**지시:**
아래 목록 전체에서 "one point per instance"를 모두 "a single point per instance"로 고쳐 다시 써 주세요. 나머지는 그대로 두고, 사진은 답에서 빼 주세요.

**데이터 목록:**
---+---

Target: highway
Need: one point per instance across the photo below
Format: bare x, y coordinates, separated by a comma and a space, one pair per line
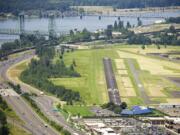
31, 120
113, 91
44, 102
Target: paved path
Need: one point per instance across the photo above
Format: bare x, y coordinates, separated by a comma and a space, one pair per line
31, 120
138, 82
41, 100
111, 82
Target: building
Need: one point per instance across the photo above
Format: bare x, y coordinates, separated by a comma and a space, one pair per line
167, 105
173, 124
136, 110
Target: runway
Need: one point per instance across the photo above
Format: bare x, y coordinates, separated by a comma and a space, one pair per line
113, 91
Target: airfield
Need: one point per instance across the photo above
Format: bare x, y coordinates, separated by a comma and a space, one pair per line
142, 79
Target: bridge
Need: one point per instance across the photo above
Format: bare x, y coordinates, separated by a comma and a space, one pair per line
51, 28
18, 32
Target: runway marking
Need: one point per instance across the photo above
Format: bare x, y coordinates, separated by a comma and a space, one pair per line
111, 82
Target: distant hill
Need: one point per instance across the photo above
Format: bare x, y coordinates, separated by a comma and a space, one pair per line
18, 5
128, 3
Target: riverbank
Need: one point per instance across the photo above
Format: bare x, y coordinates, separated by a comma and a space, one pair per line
108, 10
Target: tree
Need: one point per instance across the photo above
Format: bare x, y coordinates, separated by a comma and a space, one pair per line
143, 47
158, 47
172, 29
74, 62
128, 25
71, 33
139, 22
120, 25
115, 25
109, 31
123, 105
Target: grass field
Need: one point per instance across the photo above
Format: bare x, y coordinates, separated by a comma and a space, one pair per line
78, 110
153, 72
91, 84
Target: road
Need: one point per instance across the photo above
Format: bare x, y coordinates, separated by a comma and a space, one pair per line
113, 91
43, 101
139, 84
31, 120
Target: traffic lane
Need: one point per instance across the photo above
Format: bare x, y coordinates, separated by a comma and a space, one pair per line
26, 88
47, 106
32, 121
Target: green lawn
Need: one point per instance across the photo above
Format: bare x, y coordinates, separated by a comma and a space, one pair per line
91, 84
78, 110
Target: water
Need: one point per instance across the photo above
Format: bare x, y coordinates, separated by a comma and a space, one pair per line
92, 23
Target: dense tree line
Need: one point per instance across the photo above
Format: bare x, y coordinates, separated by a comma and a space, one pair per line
20, 5
77, 36
128, 3
131, 37
15, 6
169, 37
173, 20
25, 41
39, 71
4, 130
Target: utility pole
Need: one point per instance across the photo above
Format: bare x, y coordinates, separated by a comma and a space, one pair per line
21, 23
51, 26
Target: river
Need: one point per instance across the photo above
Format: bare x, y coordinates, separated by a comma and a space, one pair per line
92, 23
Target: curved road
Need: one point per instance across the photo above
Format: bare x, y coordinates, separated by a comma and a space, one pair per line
43, 101
31, 120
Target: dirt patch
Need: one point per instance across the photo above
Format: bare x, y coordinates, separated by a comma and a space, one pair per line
120, 64
173, 100
127, 82
122, 72
176, 80
175, 94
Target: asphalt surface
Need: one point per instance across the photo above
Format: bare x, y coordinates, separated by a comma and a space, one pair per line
44, 102
113, 91
139, 84
31, 120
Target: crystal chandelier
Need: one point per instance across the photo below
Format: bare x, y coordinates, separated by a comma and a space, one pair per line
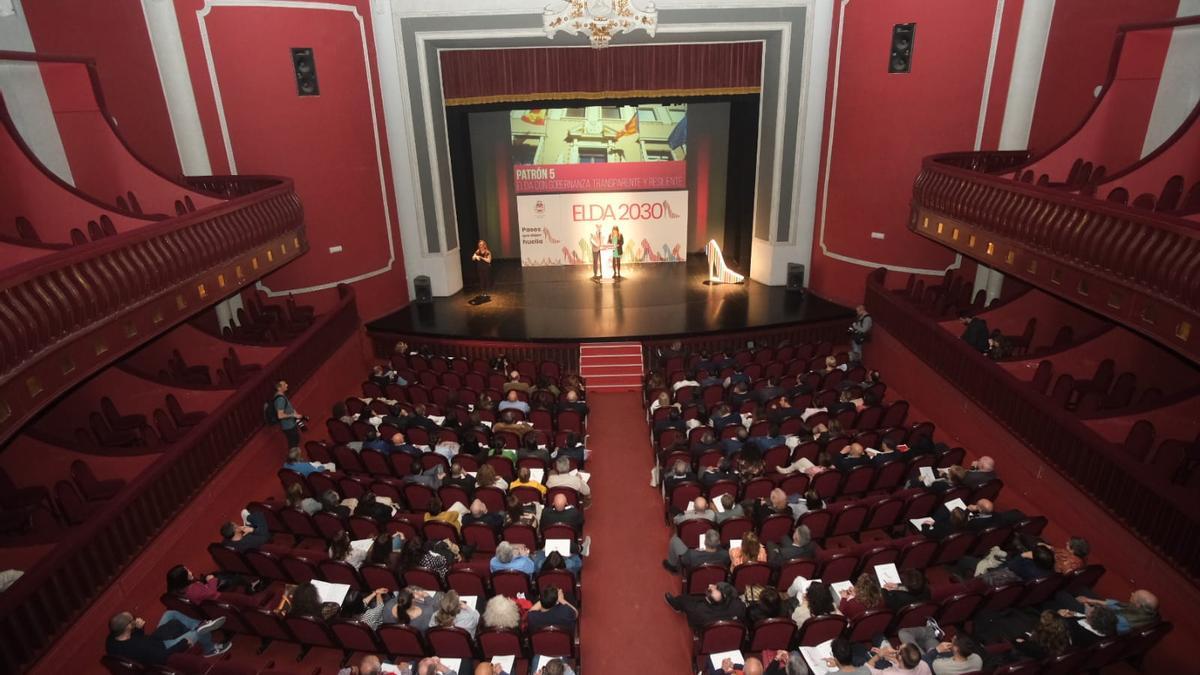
599, 19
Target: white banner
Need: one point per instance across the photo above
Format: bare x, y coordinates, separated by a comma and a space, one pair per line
557, 230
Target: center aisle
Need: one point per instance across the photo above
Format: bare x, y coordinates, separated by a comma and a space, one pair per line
624, 619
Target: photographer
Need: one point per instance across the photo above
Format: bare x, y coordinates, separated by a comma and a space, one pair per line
859, 333
291, 422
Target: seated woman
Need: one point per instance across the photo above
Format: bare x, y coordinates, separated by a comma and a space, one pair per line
863, 596
517, 513
486, 477
762, 602
816, 601
749, 551
555, 560
342, 549
453, 611
436, 512
525, 481
305, 601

---+---

**정답:**
Target: highway
Need: a single point per instance across the photo below
Format: bare x, y coordinates, separated by a comma and a space, one pair per line
31, 120
113, 91
44, 102
Target: paved path
Need: a single point per instance across the photo above
Format: bare x, y coordinates, separated by a comma and a space, one pair per line
31, 120
138, 82
41, 100
111, 82
Target: building
Need: a single point per instance across the photo above
Format: bare x, y coordinates, separated by a comma and a space, one pair per line
167, 105
173, 124
136, 110
Target: runway
Need: a single point per instance across the photo above
Format: bare x, y coordinates, separated by a comma and a space, one pair per line
113, 91
Target: airfield
Need: a single point per instance across the photo above
Format: bare x, y coordinates, separated by a comma and a space, one pair per line
142, 79
Target: bridge
Need: a single point per instance across the photo above
Format: bare x, y coordinates, separated by a comma and a space, one pair per line
51, 28
18, 32
Target: runway marking
Need: a single point per instance across the photo above
Format: bare x, y coordinates, separated by a comma and a space, one pair per line
111, 82
Target: distant hill
Need: a single point per instance across the photo above
Format: bare x, y coordinates, separated by a comma and a space, one pair per line
18, 5
128, 3
Target: riverbank
Need: a single point per instance across the photo above
Format: bare x, y coordinates, separated by a comma and a space, one pair per line
108, 10
Target: tree
Need: a single point per instance across the photo above
Format: bare x, y coordinates, separated by a comma and a space, one pair per line
143, 47
158, 47
172, 29
74, 62
128, 25
71, 33
139, 22
120, 25
115, 25
109, 31
123, 105
Target: grass field
Need: a single point per instance across the photo above
Format: bare x, y coordinates, separated by a comma and a space, one pair per line
78, 110
153, 72
91, 84
Target: road
Need: a single point per instance across the photo above
Format: bare x, y coordinates, separated by a comma and a space, one pair per line
113, 91
43, 101
139, 84
31, 120
Target: traffic lane
Need: a single point per instance across the photo above
Format: bare x, y coordinates, separated by a comma and a space, one pair per line
26, 88
47, 106
32, 121
Target: green lawn
Need: a single point per instance across the photo above
Format: bare x, y coordinates, separated by a comma and a space, one pair per line
91, 84
78, 110
Target: water
Need: a single point per instance across the photo above
Format: bare x, y coordinates, separated by a comma and a space, one pair per line
92, 23
Target: dense tree line
Need: a single point per instance across the photo above
Format: bare x, y coordinates, separated by a comma and a space, one pair per line
20, 5
77, 36
128, 3
131, 37
15, 6
169, 37
173, 20
25, 41
39, 71
4, 130
Target: utility pole
Need: a single point per instance across the photo above
Format: bare x, y coordinates, separated by a comma and a space, one pair per line
21, 23
51, 26
Target: river
Need: a single point per instance across the photo above
Format: bare x, y coordinates, separated by a comma and a space, one pair per line
92, 23
Target: curved road
Need: a single point per instance across the photo above
Format: bare x, y coordinates, separated by a comma and a space, one pair per line
43, 101
31, 120
Target: dirt patch
Need: a single point per instance across the photo above
Format: bare x, y coordinates, separated by a comma and a space, one pair per line
120, 64
173, 100
127, 82
122, 72
176, 80
175, 94
Target: asphalt surface
Need: a single point per instance across the photo above
Format: bare x, y coordinates, separated by a comma and a space, one pair per line
44, 102
113, 91
139, 84
31, 120
Target: crystal chandelier
Need: a single point per instance across the photo below
Format: bare x, y coordinates, separated by a comma and a space, one pair per line
599, 19
Target: white banner
Need: a single point per instance across the photo above
Format: bare x, y coordinates, separated by a comma and a space, one pair per line
557, 230
Target: center aisle
Need: a single point per instance across the photo above
Format: bare x, y coordinates, separated by a comma and a space, one pair per line
624, 619
Target: photographer
Need: a single point per instance across the photo above
Format: bare x, y coordinates, separated by a comma and a space, one pair per line
859, 333
291, 422
Target: seated woman
Need: a single point per instance across the photo above
Format: bare x, y coordinates, separated by a comma and a space, one pair per line
863, 596
517, 513
486, 477
762, 602
816, 601
749, 551
555, 560
342, 549
453, 611
436, 512
525, 481
305, 601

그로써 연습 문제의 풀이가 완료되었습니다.